_Uraian Tugas_:
Lanjutkan berita tentang inflasi Sumatera Utara pada Mei 2012 mulai setelah kalimat terakhirnya.

_Teks yang Dikaji_:
MEDAN- Sejak April lalu faktor yang mendukung inflasi di Sumut merupakan faktor sekunder. Dimana April yang lalu, Cukur Rambut menjadi penyumbang inflasi Sumut, dan Mei 2012, giliran kenaikan harga ketupat atau lontong sayur yang menyumbang inflasi Sumut sebesar 0,05 persen.
Walaupun begitu, inflasi ini tetap rendah dibandingkan dengan inflasi nasional yang mencapau 0,07 persen.
Badan Pusat Statistik (BPS) Sumatera Utara mencatat komoditas ketupat/lontong sayur ini mengalami peningkatan sebesar 9,46 persen dibandingkan bulan lalu, dan menjadi pendorong utama inflasi di Medan, dan sekaligus Sumatera Utara
“Ketupat/lontong sayur pada Mei ini menjadi pendorong utama inflasi di Medan. Karena peran Medan terhadap tingkat inflasi di sumut lebih dari 80 persen, maka otomatis menjadi pemicu inflasi di Sumut. Munculnya komoditas ini akibat kenaikan yang cukup tinggi, di tengah harga komoditas pokok yang relatif stabil Mei lalu,” terang Kepala BPS Sumut Suharno (1/6)
Inflasi di Sumut sendiri tercatat sebesar 0,05 persen pada Mei 2012. Pergerakan ini relatif lebih rendah dibanding rata-rata inflasi nasional yang mencapai 0,07 persen. “Inflasi kita bulan ini tetap lebih rendah dari inflasi nasional. Termasuk inflasi kumulatif Januari – Mei. Sumut 0,91 persen sementara nasional 1,15 persen. Namun untuk laju inflasi tahunan, kita sedikit lebih tinggi, kalau nasional 4,45 persen, kita 5,29 persen,” ungkapnya.
Disamping harga ketupat/lontong sayur, komoditas lainnya penyumbang inflasi di Sumut yaitu tarif angkutan udara sebesar 6,16 persen, jeruk 10,45 persen, sewa rumah 0,57 persen, gula pasir 1,77 persen, cabe merah 3,46 persen dan sawi hijau 9,32 persen. “Tarif angkutan udara lagi-lagi mendorong inflasi di Sumut, meski bukan komoditas yang memberikan peran terbesar Mei lalu, tapi frekuensinya yang selalu muncul membuat perannya terhadap inflasi kumulatif termasuk besar,” jelasnya.

_Catatan Kumpulan Data_:
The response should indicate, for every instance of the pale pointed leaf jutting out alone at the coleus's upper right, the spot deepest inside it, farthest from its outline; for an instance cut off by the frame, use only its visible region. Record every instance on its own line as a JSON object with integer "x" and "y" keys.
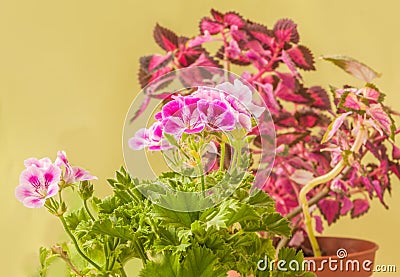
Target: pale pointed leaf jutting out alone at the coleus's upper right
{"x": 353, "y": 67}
---
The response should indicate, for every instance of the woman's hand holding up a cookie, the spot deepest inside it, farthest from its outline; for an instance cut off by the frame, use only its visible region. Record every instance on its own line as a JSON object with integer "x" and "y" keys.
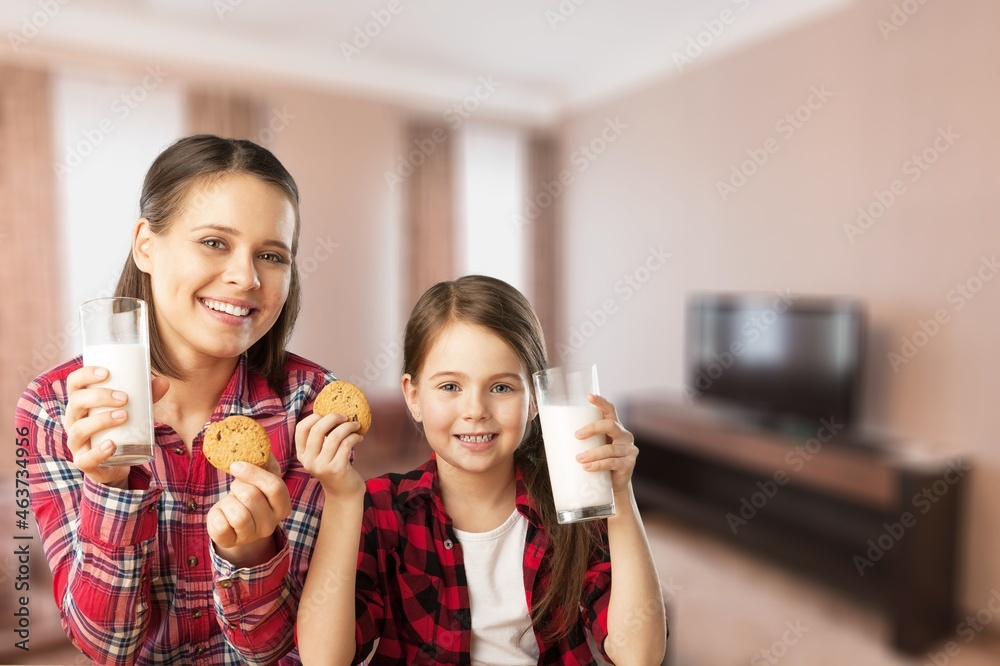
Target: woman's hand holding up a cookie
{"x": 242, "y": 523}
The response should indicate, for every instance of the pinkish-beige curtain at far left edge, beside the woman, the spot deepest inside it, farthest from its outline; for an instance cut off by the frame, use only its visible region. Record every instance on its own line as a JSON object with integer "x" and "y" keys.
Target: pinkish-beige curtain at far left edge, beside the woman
==
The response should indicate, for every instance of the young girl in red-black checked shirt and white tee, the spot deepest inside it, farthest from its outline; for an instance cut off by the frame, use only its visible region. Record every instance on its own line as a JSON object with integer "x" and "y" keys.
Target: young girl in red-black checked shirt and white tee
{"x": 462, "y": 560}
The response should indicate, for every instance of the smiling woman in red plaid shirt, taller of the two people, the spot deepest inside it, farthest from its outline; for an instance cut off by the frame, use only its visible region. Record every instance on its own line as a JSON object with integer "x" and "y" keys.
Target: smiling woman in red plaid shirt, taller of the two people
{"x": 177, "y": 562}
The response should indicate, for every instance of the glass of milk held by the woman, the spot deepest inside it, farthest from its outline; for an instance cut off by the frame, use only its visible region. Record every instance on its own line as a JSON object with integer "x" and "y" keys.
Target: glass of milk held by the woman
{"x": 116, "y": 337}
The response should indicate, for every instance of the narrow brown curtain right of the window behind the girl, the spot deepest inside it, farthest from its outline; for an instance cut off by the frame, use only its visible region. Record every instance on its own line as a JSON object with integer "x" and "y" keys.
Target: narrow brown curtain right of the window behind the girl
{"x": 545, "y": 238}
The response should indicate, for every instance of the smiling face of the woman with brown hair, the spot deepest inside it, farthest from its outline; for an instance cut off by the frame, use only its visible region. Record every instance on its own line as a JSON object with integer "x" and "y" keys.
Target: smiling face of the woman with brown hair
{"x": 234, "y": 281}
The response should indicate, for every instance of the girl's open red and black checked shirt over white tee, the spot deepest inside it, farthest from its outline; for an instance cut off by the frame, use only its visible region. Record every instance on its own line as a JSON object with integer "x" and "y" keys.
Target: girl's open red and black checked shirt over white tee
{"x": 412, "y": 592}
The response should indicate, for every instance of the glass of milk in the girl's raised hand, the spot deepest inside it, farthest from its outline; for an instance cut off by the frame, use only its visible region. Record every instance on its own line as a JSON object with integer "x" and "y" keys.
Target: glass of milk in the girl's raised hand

_Hasil Keluaran_:
Di Sumut, dari 4 kota dengan indeks harga konsumen, 2 diantaranya mengalami inflasi, yaitu Medan dan Sibolga masing-masing 0,11 persen dan 0,22 persen. Sementara dua lainnya yaitu Sibolga dan Pematang Siantar mengalami deflasi, masing-masing 0,49 persen dan 0,04 persen.
Sementara itu, pengamat ekonomi dari Unimed, M Ishak menyatakan ketidaksetujuannya dengan data yang dikeluarkan BPS SU.
Menurutnya, BPS SU sangat lemah dengan angka-angka untuk dijadikan sebuah alat ukur, seperti inflasi.
“Kalau mau berhitung beneran, berapa besar masyarakat Kota Medan mengkonsumsi lontong secara terus menerus. Kalau konsumsi lontong naik maka logis industri lontong juga naik. Tapi, apa iya kenaikan di sektor ini menjadi pemicu utama inflasi di Kota Medan dan Sumut sementara komoditas pokok lainnya adalah stabil,” ujarnya.
Menurutnya, kenaikan harga-harga lontong selain peningkatan konsumen, juga sangat signifikan dipicu oleh komoditas pokok lain seperti beras, sayur, dan lain-lain. Sama seperti bulan lalu, penyumbang terbesar inflasi adalah jasa cukur rambut.
“Ini agak aneh juga, emangnya dari dulu-dulu, masyarakat Kota Medan, tak pernah cukur rambut, atau masyarakat Kota Medan, melakukan cukuran secara serentak? Inikan udah pola yang rutin,” tambahnya. (ram)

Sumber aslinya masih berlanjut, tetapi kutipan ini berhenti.